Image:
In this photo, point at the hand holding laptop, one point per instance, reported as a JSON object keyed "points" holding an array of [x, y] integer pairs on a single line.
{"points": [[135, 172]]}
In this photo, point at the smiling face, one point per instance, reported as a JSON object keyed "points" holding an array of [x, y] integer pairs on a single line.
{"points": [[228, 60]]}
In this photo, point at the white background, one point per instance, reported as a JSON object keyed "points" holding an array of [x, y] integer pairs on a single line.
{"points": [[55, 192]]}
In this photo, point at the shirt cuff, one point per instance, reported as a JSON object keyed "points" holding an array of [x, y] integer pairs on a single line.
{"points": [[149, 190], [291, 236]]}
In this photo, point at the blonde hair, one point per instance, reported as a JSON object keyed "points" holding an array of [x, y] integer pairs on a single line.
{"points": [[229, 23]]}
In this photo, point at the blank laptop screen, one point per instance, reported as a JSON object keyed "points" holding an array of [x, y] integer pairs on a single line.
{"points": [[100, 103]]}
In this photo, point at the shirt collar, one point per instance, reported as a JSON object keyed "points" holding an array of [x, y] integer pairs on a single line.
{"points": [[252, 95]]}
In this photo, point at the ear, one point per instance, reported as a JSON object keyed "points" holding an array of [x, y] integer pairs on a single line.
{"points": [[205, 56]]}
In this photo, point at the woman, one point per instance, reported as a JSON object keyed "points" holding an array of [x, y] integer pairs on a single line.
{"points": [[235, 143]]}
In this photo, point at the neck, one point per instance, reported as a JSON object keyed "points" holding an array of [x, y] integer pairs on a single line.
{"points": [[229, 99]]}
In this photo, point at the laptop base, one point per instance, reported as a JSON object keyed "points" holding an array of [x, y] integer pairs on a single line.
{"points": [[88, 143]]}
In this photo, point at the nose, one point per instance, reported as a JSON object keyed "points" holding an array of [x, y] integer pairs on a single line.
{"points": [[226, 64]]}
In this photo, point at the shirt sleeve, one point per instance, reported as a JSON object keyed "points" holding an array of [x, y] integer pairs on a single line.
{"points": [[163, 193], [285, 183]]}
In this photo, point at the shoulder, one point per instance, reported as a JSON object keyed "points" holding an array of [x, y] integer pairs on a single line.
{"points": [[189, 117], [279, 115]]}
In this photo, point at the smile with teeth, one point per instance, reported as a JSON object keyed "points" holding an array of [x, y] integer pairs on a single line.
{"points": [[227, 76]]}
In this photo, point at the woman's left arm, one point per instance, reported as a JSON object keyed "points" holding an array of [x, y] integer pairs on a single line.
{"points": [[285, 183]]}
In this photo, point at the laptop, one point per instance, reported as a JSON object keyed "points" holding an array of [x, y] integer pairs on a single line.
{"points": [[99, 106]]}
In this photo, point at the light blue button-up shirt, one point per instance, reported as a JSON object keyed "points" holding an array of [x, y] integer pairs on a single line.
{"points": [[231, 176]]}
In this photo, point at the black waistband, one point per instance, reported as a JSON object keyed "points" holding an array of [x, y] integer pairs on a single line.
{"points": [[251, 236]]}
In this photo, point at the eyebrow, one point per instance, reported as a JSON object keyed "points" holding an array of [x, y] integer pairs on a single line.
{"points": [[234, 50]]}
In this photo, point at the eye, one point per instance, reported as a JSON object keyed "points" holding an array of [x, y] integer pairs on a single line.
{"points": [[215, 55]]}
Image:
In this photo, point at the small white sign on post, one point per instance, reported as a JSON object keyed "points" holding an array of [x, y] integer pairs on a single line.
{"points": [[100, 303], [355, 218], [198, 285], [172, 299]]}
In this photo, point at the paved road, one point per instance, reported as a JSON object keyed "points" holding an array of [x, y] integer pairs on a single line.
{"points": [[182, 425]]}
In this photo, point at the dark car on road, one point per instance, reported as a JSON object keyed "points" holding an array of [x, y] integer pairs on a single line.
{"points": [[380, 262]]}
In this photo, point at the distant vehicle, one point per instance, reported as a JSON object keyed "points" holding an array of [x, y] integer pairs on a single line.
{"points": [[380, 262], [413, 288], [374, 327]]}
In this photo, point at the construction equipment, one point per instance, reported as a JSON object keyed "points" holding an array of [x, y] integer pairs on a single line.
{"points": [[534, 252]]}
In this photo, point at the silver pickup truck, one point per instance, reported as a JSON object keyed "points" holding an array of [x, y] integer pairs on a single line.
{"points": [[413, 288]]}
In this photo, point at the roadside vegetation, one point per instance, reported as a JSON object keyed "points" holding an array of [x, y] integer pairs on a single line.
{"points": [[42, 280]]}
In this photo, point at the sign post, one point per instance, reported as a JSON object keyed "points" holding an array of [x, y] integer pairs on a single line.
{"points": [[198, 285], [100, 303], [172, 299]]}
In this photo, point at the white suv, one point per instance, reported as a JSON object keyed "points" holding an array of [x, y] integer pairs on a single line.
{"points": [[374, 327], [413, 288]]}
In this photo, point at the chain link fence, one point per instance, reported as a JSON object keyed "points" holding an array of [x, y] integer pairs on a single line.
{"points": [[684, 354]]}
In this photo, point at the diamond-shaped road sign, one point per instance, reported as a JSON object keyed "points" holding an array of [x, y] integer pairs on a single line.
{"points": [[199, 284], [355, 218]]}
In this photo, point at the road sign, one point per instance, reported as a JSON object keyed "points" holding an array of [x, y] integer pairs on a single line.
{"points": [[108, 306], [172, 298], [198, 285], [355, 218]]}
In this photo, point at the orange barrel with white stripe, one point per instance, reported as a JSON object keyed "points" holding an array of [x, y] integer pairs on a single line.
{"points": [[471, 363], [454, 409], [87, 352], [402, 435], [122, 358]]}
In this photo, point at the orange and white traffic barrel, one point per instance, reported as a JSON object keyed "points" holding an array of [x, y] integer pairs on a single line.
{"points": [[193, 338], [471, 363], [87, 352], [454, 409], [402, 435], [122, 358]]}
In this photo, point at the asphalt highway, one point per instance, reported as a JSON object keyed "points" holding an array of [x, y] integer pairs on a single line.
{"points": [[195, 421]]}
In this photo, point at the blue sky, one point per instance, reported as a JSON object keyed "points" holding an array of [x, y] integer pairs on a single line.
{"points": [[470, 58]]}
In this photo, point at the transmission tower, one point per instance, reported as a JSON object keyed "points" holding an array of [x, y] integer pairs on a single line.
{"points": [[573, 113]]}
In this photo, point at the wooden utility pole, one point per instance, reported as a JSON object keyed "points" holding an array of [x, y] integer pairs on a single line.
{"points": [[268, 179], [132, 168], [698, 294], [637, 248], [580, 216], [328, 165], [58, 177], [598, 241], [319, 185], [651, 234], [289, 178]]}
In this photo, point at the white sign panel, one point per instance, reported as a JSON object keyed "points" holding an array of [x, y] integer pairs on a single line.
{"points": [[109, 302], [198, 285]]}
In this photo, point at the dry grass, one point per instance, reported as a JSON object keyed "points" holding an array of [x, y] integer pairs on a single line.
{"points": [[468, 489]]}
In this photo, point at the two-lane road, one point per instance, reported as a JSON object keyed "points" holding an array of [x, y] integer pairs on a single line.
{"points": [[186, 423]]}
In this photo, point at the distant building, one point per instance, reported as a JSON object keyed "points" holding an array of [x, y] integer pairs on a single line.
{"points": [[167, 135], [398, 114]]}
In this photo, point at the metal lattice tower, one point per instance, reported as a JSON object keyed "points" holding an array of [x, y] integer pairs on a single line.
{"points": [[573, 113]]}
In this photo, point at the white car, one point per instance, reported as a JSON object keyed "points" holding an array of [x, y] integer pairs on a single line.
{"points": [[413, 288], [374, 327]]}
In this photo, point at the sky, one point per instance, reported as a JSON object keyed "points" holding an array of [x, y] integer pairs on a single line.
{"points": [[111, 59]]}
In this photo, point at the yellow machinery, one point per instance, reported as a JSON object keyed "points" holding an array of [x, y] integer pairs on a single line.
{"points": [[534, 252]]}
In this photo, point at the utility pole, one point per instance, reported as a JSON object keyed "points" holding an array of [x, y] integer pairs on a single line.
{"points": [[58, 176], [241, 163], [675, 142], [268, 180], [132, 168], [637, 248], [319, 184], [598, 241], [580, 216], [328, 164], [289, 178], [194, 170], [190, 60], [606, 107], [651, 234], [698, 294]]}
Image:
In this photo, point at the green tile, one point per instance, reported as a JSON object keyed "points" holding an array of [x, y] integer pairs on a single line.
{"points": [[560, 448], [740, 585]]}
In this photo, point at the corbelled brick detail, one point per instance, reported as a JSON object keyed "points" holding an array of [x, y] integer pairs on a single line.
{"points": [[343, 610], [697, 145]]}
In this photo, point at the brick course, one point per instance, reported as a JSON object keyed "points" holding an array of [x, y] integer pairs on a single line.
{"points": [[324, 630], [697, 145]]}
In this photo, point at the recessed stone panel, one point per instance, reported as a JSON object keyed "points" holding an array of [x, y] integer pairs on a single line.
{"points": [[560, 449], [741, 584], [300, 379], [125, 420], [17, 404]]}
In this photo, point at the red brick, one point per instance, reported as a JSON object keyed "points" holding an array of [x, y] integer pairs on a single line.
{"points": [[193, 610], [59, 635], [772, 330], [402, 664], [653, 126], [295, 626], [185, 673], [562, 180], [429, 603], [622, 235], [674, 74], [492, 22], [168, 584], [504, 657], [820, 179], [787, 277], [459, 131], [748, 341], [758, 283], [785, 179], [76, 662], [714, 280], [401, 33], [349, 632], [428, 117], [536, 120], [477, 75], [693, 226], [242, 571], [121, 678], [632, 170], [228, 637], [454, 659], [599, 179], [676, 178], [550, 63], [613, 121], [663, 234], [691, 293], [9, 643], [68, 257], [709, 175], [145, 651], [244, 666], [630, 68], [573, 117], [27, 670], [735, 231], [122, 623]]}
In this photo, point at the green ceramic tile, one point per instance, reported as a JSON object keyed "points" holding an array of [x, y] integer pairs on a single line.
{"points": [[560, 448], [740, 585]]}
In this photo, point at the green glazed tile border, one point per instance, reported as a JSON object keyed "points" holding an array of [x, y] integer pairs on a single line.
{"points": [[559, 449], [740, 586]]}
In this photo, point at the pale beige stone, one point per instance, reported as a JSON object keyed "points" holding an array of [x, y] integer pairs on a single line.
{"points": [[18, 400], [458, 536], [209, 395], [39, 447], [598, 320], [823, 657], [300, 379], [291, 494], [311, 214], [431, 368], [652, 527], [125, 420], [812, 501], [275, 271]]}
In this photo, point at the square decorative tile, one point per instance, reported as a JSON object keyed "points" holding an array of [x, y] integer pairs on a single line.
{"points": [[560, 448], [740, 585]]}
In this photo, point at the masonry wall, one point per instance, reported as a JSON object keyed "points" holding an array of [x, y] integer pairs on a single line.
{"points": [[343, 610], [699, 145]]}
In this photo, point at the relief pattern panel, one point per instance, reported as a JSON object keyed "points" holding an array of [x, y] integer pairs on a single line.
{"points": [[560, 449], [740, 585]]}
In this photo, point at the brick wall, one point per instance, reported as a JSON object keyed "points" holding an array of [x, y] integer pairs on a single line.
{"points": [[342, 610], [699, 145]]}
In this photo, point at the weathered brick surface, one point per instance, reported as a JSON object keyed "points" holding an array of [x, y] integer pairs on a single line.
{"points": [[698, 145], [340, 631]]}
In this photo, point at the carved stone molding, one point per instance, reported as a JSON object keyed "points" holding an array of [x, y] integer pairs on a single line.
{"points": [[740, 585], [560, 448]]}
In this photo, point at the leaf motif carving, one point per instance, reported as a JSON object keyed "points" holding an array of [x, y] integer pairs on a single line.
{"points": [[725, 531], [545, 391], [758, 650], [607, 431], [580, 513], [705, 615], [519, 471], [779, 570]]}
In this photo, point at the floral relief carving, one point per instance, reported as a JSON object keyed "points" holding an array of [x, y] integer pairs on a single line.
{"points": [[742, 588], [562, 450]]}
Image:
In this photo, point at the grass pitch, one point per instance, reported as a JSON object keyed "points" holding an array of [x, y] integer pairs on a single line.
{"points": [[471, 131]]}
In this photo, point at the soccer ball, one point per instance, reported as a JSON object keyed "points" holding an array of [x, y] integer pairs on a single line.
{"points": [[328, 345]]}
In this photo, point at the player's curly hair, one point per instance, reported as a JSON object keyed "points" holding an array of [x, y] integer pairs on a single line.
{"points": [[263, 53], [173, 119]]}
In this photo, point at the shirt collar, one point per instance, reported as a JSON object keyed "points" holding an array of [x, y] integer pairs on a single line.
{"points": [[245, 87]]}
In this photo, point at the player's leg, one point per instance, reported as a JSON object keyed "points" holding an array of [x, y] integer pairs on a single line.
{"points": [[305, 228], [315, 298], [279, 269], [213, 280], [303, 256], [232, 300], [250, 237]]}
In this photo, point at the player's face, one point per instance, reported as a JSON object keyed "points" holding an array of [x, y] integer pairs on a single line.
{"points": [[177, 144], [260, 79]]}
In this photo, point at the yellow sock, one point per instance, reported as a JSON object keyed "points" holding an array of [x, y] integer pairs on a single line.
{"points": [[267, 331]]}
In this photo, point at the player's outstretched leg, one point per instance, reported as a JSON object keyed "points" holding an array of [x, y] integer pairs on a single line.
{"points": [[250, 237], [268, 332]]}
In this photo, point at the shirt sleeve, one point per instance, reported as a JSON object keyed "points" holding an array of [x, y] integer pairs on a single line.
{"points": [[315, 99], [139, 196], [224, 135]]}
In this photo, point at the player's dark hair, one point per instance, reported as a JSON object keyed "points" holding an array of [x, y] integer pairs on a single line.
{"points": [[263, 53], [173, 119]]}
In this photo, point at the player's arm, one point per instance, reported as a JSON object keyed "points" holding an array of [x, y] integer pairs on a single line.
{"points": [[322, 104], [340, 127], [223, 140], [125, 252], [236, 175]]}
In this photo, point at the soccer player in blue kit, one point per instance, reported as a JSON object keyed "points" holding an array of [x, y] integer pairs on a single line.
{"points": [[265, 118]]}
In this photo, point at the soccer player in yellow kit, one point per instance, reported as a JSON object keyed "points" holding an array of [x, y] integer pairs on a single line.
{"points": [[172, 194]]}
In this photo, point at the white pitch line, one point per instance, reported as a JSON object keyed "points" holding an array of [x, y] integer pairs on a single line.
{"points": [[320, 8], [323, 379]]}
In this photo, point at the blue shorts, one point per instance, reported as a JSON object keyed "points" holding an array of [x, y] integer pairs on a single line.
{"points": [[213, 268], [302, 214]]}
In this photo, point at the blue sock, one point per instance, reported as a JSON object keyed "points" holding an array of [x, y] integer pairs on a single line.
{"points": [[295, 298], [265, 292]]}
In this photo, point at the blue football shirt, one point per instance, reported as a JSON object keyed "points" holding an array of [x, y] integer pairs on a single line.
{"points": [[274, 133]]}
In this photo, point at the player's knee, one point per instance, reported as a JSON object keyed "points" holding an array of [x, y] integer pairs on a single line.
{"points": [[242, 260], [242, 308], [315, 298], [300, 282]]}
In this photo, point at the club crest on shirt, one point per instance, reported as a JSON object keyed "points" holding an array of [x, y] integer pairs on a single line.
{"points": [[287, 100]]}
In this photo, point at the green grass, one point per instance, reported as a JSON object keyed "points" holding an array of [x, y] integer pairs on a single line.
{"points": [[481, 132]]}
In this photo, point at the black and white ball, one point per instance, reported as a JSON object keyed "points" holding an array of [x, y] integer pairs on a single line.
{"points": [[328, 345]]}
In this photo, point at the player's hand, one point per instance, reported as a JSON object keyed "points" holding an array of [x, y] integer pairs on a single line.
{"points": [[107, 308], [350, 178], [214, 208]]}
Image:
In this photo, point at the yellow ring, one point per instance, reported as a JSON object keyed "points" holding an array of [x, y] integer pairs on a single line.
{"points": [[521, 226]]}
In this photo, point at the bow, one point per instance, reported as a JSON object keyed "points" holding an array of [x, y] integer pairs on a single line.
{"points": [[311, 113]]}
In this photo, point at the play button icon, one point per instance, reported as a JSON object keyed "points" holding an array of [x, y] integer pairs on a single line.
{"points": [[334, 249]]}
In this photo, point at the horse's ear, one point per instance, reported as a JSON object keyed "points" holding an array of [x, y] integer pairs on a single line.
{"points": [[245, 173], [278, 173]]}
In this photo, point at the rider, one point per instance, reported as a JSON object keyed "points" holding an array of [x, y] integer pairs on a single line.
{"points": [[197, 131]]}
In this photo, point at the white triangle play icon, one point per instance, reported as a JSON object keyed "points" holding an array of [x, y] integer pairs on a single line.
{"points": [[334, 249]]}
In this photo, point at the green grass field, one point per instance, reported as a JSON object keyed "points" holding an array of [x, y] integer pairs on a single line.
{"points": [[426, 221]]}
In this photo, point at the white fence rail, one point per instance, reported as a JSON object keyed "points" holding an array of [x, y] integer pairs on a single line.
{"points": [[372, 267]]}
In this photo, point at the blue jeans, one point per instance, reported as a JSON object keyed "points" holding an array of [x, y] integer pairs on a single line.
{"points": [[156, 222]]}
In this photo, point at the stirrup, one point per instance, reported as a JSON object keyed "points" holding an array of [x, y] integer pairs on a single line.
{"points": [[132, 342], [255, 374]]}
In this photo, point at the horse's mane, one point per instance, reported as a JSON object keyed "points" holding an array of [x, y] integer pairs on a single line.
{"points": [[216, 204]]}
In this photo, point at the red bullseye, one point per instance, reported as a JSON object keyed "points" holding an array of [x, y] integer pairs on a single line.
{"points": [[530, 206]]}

※ ※ ※

== REQUIREMENT ==
Starting at the line that contains "In this photo, point at the stirrup, one", print every line through the end of the listing, word for word. Leave out all the rest.

== WRITTEN RESPONSE ==
In this photo, point at the stirrup, one point per instance, reported as a JSON object keyed "points" holding an array of [x, y] integer pairs on a single line.
{"points": [[132, 342], [255, 374]]}
In this photo, point at the horse's mane, one point per instance, reported as a JSON object keyed "points" holding an array of [x, y] integer pairs on a single line.
{"points": [[216, 204]]}
In this photo, point at the red bullseye, one point per instance, reported as a JSON object keyed "points" holding an array of [x, y] integer pairs on a single line.
{"points": [[530, 206]]}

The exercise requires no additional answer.